§ **WORK TASK**
Copy exactly the stretch of data below from the line with "Target: sandy beach" through the line with "of the diagonal", including both of those lines.

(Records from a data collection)
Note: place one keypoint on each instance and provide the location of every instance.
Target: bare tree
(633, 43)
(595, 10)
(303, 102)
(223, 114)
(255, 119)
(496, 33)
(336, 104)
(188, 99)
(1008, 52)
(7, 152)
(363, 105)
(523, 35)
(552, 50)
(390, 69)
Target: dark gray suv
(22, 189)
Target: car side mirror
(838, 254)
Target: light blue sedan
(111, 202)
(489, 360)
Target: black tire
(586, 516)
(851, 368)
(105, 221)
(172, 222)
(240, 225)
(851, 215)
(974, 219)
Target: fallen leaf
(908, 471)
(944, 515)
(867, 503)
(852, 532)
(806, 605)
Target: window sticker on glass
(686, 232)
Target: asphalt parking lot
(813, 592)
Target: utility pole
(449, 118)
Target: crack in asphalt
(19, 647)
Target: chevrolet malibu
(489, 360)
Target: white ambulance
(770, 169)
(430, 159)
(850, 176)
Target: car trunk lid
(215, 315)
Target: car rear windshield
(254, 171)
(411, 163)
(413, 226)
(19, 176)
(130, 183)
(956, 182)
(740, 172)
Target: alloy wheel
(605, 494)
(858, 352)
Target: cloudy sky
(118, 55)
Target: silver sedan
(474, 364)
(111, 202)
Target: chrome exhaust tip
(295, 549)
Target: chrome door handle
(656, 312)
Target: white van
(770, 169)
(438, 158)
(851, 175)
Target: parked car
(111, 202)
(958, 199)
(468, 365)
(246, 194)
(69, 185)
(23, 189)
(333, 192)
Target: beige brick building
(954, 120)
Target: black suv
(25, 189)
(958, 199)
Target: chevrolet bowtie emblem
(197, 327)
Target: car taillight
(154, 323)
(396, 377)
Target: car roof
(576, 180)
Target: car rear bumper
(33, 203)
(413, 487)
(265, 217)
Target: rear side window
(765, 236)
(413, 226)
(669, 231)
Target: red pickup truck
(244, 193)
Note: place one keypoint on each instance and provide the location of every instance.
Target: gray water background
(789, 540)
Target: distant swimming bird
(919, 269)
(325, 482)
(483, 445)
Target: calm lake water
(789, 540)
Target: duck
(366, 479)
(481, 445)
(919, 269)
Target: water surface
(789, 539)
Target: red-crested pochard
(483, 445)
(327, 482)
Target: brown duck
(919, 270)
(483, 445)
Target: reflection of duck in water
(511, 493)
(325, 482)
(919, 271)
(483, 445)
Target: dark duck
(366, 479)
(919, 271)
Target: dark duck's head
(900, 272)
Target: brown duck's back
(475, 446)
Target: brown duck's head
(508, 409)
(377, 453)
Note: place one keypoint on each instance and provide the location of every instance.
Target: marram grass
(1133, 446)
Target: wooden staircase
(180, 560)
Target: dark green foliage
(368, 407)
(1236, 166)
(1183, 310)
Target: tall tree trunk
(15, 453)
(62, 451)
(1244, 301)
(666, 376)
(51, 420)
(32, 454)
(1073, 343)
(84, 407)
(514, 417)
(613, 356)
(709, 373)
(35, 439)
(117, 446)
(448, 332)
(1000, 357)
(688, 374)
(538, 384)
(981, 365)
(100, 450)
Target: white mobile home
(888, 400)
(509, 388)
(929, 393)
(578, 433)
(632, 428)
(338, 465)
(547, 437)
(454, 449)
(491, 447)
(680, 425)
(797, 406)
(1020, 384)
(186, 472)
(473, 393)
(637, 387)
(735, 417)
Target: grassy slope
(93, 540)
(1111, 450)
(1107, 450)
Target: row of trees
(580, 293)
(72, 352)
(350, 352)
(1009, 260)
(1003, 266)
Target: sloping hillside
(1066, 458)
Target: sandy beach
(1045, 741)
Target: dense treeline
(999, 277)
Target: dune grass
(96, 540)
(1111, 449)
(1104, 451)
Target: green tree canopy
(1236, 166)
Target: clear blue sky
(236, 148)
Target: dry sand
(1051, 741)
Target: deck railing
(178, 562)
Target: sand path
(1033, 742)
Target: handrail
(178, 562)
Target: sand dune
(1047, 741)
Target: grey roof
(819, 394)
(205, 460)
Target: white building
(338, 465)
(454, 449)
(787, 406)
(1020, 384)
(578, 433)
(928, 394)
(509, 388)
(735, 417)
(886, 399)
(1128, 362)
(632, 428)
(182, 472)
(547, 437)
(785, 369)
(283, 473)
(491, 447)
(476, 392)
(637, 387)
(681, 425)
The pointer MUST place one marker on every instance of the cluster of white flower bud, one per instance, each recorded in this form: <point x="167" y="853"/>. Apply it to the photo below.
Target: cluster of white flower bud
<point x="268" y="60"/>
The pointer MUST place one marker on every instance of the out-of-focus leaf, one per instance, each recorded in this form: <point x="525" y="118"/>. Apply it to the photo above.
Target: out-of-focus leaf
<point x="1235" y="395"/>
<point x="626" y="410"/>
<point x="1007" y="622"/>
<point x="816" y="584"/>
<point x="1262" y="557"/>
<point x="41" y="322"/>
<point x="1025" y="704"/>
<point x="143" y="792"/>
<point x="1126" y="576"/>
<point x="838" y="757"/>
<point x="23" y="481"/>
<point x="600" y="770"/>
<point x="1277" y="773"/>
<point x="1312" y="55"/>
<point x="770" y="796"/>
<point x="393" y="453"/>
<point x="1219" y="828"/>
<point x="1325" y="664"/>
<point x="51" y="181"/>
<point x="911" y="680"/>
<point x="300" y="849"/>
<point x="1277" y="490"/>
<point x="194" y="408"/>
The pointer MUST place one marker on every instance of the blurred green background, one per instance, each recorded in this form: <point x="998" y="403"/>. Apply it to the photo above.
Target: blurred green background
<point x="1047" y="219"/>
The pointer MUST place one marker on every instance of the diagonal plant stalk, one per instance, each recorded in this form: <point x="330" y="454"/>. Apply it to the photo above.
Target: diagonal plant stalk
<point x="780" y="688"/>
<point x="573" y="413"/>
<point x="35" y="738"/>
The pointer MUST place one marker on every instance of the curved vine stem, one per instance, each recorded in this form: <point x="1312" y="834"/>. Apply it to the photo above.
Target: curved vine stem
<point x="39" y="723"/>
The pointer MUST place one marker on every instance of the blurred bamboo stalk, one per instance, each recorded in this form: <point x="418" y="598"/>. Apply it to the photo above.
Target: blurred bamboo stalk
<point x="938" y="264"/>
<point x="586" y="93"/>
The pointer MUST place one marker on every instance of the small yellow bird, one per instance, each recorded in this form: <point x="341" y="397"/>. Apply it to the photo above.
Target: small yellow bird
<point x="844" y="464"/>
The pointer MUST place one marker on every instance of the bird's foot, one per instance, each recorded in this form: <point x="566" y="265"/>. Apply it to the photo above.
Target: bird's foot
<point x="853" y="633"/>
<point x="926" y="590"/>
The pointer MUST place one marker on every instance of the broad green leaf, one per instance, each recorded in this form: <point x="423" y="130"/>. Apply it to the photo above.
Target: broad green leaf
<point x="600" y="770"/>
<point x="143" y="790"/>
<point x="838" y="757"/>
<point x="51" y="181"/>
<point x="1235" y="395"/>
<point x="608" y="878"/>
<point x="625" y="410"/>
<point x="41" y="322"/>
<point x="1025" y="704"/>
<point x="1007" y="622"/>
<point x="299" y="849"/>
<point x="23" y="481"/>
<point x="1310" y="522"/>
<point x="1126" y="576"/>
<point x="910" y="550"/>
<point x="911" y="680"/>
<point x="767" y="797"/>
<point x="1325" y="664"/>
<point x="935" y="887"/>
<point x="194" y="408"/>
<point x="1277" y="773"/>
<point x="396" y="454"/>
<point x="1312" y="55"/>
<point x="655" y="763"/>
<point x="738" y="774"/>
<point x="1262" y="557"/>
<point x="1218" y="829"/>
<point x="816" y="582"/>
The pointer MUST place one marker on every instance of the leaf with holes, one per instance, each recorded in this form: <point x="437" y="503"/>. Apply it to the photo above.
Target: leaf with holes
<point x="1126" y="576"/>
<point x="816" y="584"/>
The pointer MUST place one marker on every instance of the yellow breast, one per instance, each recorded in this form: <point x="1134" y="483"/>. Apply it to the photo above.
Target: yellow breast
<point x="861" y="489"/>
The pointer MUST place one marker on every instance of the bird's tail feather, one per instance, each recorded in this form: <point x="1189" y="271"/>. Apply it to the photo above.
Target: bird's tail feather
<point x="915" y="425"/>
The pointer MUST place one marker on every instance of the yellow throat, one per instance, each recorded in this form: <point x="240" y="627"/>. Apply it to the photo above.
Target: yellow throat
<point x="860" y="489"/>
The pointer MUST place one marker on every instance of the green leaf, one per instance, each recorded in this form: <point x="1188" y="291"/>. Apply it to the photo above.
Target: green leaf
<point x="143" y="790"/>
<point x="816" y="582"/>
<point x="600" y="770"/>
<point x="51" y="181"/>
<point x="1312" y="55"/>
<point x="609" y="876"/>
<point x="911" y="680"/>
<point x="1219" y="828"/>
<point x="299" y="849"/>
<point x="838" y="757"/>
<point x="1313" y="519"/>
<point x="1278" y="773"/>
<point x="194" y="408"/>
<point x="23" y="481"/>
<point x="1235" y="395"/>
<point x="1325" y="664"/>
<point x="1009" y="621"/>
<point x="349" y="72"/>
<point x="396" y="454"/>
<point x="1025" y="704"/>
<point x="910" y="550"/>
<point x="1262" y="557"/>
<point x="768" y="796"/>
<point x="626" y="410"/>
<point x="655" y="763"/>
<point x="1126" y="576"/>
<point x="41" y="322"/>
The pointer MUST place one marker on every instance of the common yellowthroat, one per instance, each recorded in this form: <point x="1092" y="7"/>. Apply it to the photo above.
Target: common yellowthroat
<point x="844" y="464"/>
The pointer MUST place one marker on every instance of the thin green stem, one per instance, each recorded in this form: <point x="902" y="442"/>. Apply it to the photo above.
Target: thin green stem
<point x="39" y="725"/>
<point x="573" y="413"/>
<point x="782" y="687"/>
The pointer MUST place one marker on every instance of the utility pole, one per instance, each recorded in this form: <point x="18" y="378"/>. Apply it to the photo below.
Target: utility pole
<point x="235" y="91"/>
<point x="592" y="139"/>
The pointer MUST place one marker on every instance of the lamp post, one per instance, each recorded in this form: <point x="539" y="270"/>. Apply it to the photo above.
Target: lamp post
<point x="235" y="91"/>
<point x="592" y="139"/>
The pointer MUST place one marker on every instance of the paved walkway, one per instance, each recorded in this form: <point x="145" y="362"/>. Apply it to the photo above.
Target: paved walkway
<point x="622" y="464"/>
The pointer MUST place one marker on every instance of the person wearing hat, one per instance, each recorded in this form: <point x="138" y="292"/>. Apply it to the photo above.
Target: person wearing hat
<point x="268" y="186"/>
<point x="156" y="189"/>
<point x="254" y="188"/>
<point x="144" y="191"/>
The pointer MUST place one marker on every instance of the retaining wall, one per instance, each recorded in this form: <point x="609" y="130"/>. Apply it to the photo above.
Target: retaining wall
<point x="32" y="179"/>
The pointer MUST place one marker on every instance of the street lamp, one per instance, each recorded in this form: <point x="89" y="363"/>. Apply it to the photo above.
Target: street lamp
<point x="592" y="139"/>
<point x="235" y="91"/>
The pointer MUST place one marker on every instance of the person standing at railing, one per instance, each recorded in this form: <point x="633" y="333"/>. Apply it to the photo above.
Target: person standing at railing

§ **TASK SOLUTION**
Target: sandy beach
(1045, 741)
Target: dense treeline
(999, 277)
Target: dune grass
(96, 540)
(1111, 449)
(1104, 451)
Target: green tree canopy
(1236, 166)
Target: clear blue sky
(236, 148)
Target: dry sand
(1051, 741)
Target: deck railing
(178, 562)
Target: sand path
(1033, 742)
Target: handrail
(178, 562)
Target: sand dune
(1047, 741)
Target: grey roof
(819, 394)
(205, 460)
Target: white building
(338, 465)
(454, 449)
(787, 406)
(1020, 384)
(578, 433)
(928, 394)
(509, 388)
(735, 417)
(886, 399)
(1128, 362)
(632, 428)
(182, 472)
(547, 437)
(785, 369)
(283, 473)
(491, 447)
(476, 392)
(637, 387)
(681, 425)
The pointer MUST place one marker on every instance of the cluster of white flower bud, one per instance, each recorded in this form: <point x="167" y="853"/>. Apply it to the photo below.
Target: cluster of white flower bud
<point x="268" y="60"/>
The pointer MUST place one marker on every instance of the out-of-focus leaf, one per instance, each recorded in this form: <point x="525" y="118"/>. Apply it to the photo above.
Target: out-of-focus leaf
<point x="1235" y="395"/>
<point x="626" y="410"/>
<point x="1007" y="622"/>
<point x="816" y="584"/>
<point x="1262" y="557"/>
<point x="41" y="322"/>
<point x="1025" y="704"/>
<point x="143" y="792"/>
<point x="1126" y="576"/>
<point x="838" y="757"/>
<point x="23" y="481"/>
<point x="600" y="770"/>
<point x="1277" y="773"/>
<point x="1312" y="55"/>
<point x="770" y="796"/>
<point x="393" y="453"/>
<point x="1219" y="828"/>
<point x="1325" y="664"/>
<point x="51" y="181"/>
<point x="911" y="680"/>
<point x="300" y="849"/>
<point x="1277" y="490"/>
<point x="194" y="408"/>
The pointer MUST place one marker on every instance of the blurred green background, one per instance, each recorded in this form: <point x="998" y="403"/>. Apply it to the photo above.
Target: blurred green background
<point x="1047" y="219"/>
The pointer MUST place one marker on every instance of the diagonal plant stalk, one per instance, each recorded in this form: <point x="330" y="454"/>. Apply it to the photo above.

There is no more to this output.